[Opening THE INPUT section]
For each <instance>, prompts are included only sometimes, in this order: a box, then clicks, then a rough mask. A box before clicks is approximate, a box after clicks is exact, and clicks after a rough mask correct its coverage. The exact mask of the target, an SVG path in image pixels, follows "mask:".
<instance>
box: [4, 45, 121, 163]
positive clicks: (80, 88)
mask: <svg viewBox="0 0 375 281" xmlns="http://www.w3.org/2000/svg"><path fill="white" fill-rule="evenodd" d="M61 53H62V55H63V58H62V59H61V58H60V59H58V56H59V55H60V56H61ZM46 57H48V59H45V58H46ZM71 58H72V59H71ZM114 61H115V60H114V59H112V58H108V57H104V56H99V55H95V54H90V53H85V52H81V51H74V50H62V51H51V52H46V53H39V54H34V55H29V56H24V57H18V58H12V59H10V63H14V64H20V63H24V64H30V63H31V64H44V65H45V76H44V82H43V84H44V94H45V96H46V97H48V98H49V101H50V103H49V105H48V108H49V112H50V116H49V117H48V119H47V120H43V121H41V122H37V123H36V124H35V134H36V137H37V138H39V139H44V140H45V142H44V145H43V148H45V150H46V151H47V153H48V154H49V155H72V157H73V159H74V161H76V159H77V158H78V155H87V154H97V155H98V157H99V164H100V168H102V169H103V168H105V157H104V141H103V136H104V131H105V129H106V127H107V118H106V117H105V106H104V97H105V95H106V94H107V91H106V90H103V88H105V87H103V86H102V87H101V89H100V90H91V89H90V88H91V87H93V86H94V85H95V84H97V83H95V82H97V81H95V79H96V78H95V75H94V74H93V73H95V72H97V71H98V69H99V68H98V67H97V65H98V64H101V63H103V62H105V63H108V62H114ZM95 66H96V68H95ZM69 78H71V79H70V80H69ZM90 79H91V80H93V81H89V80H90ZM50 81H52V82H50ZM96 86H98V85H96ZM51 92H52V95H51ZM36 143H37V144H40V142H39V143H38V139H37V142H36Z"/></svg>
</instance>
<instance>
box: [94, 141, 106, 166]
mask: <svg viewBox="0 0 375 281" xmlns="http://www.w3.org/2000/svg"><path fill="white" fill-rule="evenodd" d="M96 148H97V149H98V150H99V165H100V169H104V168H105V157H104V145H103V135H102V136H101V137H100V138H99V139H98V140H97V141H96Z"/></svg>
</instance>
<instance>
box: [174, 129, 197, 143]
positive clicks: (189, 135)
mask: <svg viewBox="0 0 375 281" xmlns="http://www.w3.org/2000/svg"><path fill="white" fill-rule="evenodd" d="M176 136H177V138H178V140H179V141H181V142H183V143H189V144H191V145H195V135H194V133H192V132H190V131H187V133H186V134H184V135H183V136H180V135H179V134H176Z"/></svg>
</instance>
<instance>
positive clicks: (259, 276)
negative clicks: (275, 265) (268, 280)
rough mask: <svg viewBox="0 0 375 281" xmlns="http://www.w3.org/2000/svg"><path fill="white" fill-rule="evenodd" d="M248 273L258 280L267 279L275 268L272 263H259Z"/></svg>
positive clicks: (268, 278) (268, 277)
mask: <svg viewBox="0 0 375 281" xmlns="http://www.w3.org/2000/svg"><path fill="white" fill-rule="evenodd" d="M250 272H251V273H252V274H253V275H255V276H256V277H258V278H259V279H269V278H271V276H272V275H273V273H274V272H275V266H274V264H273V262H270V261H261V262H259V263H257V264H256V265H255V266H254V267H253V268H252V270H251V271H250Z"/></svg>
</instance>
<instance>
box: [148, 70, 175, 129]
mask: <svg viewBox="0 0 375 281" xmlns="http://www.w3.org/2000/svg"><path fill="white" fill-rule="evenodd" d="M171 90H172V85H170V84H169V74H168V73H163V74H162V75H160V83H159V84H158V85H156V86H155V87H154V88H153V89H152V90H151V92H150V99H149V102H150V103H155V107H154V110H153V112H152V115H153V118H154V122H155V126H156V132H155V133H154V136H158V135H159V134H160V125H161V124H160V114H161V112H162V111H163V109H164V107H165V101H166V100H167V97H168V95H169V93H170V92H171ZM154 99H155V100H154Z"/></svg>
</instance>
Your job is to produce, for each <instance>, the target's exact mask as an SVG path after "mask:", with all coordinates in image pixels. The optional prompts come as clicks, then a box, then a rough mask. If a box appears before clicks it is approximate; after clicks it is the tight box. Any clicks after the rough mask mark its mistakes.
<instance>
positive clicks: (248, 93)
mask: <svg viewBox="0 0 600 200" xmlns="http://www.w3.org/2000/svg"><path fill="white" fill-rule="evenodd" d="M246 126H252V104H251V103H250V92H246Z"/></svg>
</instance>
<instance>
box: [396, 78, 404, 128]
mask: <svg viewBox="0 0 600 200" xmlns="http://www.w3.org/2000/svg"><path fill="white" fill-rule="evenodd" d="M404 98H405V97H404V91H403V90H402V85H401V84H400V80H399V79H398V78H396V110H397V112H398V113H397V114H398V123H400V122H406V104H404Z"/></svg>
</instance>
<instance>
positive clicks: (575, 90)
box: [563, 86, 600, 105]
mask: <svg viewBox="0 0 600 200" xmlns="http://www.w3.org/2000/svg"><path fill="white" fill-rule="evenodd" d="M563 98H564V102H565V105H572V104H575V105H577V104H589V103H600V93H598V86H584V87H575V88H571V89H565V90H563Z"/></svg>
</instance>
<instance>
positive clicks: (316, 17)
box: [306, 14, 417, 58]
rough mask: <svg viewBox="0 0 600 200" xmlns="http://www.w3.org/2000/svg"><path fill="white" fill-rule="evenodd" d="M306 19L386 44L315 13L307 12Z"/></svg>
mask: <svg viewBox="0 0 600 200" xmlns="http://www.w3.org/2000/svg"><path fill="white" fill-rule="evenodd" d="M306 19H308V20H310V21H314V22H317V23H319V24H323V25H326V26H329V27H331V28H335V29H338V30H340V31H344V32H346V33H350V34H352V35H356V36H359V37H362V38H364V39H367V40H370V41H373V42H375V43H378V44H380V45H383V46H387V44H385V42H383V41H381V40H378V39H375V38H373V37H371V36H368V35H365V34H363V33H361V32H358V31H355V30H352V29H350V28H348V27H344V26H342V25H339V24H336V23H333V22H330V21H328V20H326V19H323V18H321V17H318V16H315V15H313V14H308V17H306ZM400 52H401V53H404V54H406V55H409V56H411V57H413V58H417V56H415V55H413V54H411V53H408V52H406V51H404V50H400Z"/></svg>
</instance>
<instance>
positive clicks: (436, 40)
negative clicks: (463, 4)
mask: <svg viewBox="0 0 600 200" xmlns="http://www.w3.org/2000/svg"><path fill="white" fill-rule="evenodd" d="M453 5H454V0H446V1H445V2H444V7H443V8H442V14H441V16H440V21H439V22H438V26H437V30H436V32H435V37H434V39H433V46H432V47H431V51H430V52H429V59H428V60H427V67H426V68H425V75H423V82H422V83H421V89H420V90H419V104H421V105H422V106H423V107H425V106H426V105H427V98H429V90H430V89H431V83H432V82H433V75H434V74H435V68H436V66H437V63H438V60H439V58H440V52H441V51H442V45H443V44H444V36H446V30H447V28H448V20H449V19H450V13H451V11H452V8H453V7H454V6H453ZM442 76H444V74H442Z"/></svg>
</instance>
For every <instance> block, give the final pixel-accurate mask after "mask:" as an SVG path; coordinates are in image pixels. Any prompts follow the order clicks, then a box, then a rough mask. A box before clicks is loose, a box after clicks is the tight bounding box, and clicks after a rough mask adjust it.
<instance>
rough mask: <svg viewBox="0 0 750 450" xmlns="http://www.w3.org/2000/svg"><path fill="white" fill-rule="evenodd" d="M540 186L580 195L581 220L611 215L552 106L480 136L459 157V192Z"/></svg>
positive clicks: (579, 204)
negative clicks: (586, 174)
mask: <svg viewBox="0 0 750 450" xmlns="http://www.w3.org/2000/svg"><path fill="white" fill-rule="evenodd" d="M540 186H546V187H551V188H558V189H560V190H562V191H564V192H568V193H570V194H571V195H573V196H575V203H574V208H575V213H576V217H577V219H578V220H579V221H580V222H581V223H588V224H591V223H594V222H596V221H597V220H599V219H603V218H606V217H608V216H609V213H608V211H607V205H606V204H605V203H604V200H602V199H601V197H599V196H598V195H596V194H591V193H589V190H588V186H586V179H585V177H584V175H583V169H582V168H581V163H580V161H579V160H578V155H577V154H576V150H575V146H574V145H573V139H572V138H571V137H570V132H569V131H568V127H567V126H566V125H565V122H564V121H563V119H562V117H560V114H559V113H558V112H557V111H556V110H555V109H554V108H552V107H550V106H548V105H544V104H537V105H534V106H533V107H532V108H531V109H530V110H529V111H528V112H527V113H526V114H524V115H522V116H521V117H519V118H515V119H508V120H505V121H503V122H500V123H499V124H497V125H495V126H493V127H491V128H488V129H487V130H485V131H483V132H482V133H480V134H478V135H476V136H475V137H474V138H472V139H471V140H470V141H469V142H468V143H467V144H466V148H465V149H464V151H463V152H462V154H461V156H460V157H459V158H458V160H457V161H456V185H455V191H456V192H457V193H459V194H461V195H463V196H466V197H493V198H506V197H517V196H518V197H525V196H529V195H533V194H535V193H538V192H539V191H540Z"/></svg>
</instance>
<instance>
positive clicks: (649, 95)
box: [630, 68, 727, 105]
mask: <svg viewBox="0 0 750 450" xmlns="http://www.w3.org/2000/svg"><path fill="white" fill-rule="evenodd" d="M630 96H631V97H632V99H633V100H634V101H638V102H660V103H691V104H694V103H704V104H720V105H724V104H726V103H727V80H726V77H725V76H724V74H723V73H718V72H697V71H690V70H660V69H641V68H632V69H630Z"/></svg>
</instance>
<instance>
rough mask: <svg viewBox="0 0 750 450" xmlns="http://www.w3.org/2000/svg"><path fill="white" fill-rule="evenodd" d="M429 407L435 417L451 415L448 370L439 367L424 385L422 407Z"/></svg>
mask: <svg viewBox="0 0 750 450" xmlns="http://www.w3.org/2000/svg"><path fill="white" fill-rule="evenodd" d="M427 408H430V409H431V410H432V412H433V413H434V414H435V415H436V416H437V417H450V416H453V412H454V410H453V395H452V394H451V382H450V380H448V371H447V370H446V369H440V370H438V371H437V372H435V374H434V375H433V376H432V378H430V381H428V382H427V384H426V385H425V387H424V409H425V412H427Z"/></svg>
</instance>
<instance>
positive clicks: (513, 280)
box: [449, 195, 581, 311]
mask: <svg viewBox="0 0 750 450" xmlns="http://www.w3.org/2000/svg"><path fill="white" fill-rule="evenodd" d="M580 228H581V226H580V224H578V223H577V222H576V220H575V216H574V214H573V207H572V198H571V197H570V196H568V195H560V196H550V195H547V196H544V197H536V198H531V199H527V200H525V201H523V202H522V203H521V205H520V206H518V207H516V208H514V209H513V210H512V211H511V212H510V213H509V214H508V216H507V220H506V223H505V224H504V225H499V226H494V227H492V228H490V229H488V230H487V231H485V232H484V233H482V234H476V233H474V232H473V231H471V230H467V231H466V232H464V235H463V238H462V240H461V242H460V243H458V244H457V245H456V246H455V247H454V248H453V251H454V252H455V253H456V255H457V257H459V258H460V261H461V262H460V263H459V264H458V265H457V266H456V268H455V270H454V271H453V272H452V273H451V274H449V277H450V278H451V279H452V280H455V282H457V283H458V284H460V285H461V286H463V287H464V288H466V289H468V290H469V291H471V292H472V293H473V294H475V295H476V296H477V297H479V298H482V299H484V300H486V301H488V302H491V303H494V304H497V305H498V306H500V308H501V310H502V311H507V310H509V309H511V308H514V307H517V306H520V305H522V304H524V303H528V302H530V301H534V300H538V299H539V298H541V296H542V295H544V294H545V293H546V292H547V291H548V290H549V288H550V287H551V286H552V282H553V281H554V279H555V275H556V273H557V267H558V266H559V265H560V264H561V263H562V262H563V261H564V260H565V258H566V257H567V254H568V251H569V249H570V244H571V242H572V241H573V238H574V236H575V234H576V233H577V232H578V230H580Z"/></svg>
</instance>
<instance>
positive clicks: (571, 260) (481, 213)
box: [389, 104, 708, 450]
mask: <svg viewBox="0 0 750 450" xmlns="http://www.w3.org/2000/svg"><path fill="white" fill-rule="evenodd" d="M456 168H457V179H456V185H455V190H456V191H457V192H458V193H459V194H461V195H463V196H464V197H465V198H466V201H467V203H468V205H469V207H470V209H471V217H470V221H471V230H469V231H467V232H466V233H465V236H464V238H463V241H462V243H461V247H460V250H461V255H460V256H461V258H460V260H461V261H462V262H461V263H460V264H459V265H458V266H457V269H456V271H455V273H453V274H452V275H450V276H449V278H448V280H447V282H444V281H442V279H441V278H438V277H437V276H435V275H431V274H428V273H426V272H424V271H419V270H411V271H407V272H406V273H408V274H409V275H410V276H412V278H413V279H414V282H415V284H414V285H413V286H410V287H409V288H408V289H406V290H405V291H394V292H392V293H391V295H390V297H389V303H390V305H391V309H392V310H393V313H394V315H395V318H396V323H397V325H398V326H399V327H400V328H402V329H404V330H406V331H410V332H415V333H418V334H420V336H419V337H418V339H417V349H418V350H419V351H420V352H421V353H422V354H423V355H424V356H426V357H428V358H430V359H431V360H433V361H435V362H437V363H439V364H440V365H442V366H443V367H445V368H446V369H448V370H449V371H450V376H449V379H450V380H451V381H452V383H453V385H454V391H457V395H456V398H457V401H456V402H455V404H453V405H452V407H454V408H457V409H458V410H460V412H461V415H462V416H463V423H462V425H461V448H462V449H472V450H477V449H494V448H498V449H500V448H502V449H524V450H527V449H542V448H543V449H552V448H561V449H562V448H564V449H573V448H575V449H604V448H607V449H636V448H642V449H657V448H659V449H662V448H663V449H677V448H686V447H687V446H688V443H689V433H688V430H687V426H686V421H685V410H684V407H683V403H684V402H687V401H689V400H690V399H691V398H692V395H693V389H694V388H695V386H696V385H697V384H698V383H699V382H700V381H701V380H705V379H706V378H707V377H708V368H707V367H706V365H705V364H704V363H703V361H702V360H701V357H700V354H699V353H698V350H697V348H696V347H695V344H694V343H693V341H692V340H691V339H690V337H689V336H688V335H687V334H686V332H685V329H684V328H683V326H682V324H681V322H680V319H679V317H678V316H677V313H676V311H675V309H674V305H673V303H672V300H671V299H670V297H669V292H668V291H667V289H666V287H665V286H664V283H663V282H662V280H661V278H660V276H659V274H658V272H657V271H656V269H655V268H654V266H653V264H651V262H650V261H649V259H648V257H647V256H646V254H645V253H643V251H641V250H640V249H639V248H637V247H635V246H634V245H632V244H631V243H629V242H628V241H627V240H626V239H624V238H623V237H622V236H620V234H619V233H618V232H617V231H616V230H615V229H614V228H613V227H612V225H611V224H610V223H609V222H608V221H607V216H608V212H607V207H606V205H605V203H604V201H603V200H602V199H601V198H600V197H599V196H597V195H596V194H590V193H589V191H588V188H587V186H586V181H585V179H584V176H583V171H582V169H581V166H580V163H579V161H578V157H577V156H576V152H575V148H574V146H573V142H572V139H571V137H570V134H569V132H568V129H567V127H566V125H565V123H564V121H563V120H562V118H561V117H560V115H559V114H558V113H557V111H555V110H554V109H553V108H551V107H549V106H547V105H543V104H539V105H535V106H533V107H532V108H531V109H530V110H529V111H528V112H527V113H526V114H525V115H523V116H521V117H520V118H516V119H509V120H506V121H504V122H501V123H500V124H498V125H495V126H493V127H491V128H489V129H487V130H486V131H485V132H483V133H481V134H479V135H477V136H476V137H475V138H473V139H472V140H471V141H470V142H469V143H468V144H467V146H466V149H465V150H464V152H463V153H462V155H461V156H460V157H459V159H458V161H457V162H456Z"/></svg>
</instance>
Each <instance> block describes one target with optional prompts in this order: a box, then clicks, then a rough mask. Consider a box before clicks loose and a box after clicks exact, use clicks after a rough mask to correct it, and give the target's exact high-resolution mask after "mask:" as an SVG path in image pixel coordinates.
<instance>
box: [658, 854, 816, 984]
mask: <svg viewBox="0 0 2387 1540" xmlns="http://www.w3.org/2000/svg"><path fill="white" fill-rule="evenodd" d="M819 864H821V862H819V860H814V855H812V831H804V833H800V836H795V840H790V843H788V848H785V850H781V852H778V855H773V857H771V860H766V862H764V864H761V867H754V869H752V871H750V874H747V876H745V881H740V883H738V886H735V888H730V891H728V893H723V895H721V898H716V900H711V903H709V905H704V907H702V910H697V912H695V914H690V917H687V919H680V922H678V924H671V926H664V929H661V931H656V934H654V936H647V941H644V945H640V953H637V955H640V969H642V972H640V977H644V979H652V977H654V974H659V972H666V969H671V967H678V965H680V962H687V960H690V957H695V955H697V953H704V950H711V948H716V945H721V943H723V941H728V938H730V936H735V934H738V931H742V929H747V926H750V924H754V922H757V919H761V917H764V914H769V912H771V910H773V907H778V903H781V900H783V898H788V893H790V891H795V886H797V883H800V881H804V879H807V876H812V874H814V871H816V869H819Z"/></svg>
[Closing THE INPUT section]
_WORK ORDER:_
Within the listing, how many lines include the string "before"? Supply the number and no further words.

_RESPONSE BOX:_
4